● **Extract provided**:
━━━━━━━━━━━━━━━━━━━━━━━━━━━━━━

Saturday, June 30, 2012

Story of my life

Somehow today I've come to be thinking about speeches at birthday parties and weddings. Perhaps because of the movie that was on when I got home from dinner out. At the end of The Wedding Date, Debra Messing gives a singularly uninspired speech. "There's nobody who knows how to love my baby sister like you do. Be good to each other." Or words to that effect, at any rate. It made me tank back to the last time there was any chance of someone making a speech about me. Someone who at least should have known me really well. It was probably my 21st. There have been occasional speechifying moments since then, but nothing nearly as major. I avoided the massive party that usually goes with that birthday. I was the last of my friends to reach the milestone and the thought of combining hard drinking friends with my teetotal family was something I was not prepared to confront. But I was also concerned about the speeches. I was secretly glad that there weren't too many stories to be told about me that could in any way embarrass me. I loved the idea that my life was so private it was known to only me. Of course, my ideas on this have changed now. I think of the lack of friends able to tell stories about me and wonder why I've spent a lifetime keeping people at bay, what I did with my friends that they would have no stories about me. One of my oldest friends was trying to come up with stories about me not that long ago, someone I've known for almost 20 years now, and she came up blank. Or she claimed to. And we've shared a lot in that time. I have countless stories about her. So is it that I haven't lived? That I've spent my entire life on the fringes? That I'm simply not memorable? To tell the truth, if any of these theories are true, I'm horrified. I know my life hasn't exactly been the stuff that dreams are made of. But I don't want it to be so unremarkable that even the people who have shared it with me don't remember my part in it. There is another theory for why people don't tell stories about me, though. And I think I'm going to stick with this one. As CC Bloom tells Hilary in Beaches, "My memory is long, very long." I remember all of their stories, even the ones they would rather I didn't share. And I have a better capacity for alcohol than most of them, which only helps the memories. I still hold out hope that my memory bank of retaliatory ammunition is all that keeps the stories back, not that there are none to tell. Dear god, let that be the reason...

Thursday, July 14, 2011

The road more travelled

It's been hard to avoid a sense of being left behind lately. Everyone seems to be sorted out, whether it's in relation to their careers, their finances, their relationships, or their families. Everyone, that is, except me, stuck in a place where I feel that I've never completely grown up.

━━━━━━━━━━━━━━━━━━━━━━━━━━━━━━

● **Record list**:
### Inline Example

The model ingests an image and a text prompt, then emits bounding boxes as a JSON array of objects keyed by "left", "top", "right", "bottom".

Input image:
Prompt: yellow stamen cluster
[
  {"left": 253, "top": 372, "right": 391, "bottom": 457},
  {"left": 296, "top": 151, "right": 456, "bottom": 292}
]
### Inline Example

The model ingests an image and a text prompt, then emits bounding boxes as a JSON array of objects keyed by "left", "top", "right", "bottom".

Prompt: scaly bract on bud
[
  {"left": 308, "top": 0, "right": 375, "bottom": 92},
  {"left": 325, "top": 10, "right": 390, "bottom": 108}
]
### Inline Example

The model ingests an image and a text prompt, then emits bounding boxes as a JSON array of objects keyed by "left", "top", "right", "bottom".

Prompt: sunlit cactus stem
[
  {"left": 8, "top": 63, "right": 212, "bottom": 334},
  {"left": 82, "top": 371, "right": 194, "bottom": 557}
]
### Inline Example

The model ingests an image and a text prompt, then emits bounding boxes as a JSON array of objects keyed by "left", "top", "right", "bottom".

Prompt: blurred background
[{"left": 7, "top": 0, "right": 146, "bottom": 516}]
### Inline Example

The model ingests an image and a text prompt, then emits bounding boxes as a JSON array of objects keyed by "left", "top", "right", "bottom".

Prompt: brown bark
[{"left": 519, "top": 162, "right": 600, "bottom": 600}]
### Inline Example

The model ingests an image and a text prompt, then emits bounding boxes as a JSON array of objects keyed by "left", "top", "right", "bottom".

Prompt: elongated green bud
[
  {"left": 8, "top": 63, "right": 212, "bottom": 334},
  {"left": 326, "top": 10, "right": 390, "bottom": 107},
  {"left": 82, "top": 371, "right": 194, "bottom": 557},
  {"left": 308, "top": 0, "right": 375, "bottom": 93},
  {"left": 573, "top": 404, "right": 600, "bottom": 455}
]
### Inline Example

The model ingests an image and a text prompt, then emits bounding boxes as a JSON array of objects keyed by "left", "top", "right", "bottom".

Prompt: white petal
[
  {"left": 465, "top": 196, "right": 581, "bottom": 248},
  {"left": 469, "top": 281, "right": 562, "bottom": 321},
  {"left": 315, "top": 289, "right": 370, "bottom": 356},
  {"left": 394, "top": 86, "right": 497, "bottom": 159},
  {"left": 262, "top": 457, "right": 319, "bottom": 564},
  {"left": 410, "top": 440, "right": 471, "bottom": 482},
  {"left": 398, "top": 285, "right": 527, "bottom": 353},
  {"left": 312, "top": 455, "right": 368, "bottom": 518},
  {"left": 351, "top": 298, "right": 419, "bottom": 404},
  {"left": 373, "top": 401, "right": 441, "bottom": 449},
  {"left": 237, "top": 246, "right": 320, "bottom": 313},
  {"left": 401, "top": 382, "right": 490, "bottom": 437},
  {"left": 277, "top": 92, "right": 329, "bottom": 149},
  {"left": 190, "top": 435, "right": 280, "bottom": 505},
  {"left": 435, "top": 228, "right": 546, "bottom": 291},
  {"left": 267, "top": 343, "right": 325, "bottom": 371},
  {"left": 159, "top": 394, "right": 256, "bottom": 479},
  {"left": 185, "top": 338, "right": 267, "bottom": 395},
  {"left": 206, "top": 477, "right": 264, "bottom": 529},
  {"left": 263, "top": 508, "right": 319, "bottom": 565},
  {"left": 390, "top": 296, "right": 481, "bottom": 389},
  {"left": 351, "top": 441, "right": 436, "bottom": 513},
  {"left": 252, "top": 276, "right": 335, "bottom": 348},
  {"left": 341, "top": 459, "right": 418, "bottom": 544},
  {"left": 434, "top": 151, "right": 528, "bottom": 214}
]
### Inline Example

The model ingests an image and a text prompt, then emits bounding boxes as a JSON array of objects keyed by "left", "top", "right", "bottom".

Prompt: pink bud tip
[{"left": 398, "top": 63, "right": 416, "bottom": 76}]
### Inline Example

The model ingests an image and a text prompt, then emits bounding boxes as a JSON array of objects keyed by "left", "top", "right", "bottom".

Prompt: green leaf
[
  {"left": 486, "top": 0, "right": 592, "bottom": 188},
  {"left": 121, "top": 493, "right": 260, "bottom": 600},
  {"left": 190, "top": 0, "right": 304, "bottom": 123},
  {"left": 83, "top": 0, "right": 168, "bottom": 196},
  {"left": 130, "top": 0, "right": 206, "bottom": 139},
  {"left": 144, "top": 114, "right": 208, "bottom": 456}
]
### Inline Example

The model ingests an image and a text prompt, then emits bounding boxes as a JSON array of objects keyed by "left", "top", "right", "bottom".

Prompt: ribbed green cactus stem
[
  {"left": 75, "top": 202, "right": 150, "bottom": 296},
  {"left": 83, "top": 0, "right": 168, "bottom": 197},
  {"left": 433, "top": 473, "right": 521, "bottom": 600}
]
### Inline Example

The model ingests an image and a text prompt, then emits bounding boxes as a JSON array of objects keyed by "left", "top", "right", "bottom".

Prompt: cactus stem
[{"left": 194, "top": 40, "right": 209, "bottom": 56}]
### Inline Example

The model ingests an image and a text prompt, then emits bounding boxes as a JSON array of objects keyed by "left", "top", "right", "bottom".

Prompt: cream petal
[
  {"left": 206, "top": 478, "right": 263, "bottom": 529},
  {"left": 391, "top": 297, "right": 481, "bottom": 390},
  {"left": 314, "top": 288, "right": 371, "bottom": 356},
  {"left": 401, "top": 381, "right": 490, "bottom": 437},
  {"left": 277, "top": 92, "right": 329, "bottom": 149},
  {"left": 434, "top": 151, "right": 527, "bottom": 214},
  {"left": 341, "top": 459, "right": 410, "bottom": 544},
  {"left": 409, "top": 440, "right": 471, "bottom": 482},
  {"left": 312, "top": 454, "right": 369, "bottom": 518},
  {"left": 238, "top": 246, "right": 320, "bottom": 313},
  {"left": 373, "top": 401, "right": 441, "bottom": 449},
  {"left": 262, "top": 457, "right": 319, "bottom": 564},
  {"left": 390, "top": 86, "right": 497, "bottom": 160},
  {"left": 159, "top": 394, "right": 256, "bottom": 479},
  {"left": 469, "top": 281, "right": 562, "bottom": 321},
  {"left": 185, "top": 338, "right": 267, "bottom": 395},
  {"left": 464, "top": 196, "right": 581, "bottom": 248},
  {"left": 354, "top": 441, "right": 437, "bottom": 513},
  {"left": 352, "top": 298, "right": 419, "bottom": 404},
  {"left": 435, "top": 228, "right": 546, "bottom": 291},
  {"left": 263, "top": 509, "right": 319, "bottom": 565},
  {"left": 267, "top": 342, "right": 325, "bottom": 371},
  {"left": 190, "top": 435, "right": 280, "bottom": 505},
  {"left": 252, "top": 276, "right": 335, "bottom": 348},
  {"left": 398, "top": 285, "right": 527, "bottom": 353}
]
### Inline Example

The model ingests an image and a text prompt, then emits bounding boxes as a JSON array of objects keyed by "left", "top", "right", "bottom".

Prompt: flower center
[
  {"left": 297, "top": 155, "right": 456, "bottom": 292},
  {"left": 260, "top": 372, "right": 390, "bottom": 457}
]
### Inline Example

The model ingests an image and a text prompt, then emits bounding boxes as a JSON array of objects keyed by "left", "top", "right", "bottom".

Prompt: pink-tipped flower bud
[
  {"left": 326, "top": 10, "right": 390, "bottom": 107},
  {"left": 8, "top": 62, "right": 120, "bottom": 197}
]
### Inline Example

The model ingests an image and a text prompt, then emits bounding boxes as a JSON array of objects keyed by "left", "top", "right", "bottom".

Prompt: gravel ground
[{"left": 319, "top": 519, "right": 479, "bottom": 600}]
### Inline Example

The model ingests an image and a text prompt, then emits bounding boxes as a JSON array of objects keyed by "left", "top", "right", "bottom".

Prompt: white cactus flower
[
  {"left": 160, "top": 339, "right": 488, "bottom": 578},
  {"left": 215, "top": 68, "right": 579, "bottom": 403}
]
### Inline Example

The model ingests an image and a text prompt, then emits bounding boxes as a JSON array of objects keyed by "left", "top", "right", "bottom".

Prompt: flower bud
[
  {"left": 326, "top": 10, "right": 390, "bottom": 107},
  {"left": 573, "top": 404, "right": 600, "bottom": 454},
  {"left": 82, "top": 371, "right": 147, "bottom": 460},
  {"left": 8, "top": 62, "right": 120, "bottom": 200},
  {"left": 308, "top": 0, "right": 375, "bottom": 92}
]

━━━━━━━━━━━━━━━━━━━━━━━━━━━━━━

● **Task instructions**:
1. Decide whether each statement agrees with the blog entries, answering yes or no and quoting the deciding words. (a) The writer celebrated turning 21 with a large party. (b) The writer has known one of their oldest friends for almost 20 years. (c) The writer's family drinks heavily.
2. Carry the blog entries on from the point where they stop, in the same first-person voice.

● **Answers to the problems**:
1.
(a) No: "I avoided the massive party that usually goes with that birthday."
(b) Yes: "someone I've known for almost 20 years now"
(c) No: "my teetotal family"

2.
Of course, there are advantages to not growing up. You can get away with star fishing in a massive bed, because you're not sharing it with anyone. You can spend your time however you want to; if there's a TV show you want to watch, the only thing that might stop you is another equally appealing show being on at the same time. Your sleep is undisturbed, and you never have to fight for the bathroom. You owe nothing to anybody, unless of course you've borrowed it first. If you want to take off to the other side of the world, the only thing stopping you is your bank balance. Yes, there are definite good points.

But the bad seems to be out weighing the good recently. In my family, I still feel like the little kid. I'm the only one left who is not partnered up, one of the only two without children and a marriage. Even my younger cousins are now all married. My younger sister-in-law is due to pop out her second child sometime in the next couple of weeks; the cousin a year younger than me is not far behind her with her first. My boss earns twice the cash that I do, owns two houses and has a partner that she is planning a family with; she's three years older than me. My closest friends either own homes or are looking to buy. They are in jobs that they enjoy, and they're well paid. Many of them are also in relationships.

And then there's me.

I'm single, with no prospects on the horizon. I am extremely badly paid in a job that, on a good day, I tolerate but never love. I have no idea what to do with my life, and have been drifting along without hope of improvement for years now, dabbling around the edges of the problems but too chicken to actually do something that will decide one way or another for me. I tried living on my own, and found that I could barely keep my nose above the financial waters, so had to go back to sharing a house. Although I am older than at least half of my female relatives, I do not have a family of my own; wanting does not bring anything into effect in that area, and my existence is too precarious to risk a solo effort. While everybody else seems to have progressed in at least one area of their life, I have comprehensively wallowed.

It's tough being alone in this world, too. Everything is geared towards couples, from travel to restaurants, to advertising, to radio competitions. Couples and families. The assumption was always that I would have been married and settled by now, a couple of kids in tow. It hasn't happened - not just for me, but for many women I know. Failing that, I was going to have dazzled literary circles with my writing, designed award winning houses, done something to have an impact on the world, rather than becoming the person who holds up people's dream homes because their design is 10cm too close to a boundary. I was supposed to at least make enough cash that I would be able to afford my own place, somewhere to hide my miserable self. It seems that I have failed comprehensively.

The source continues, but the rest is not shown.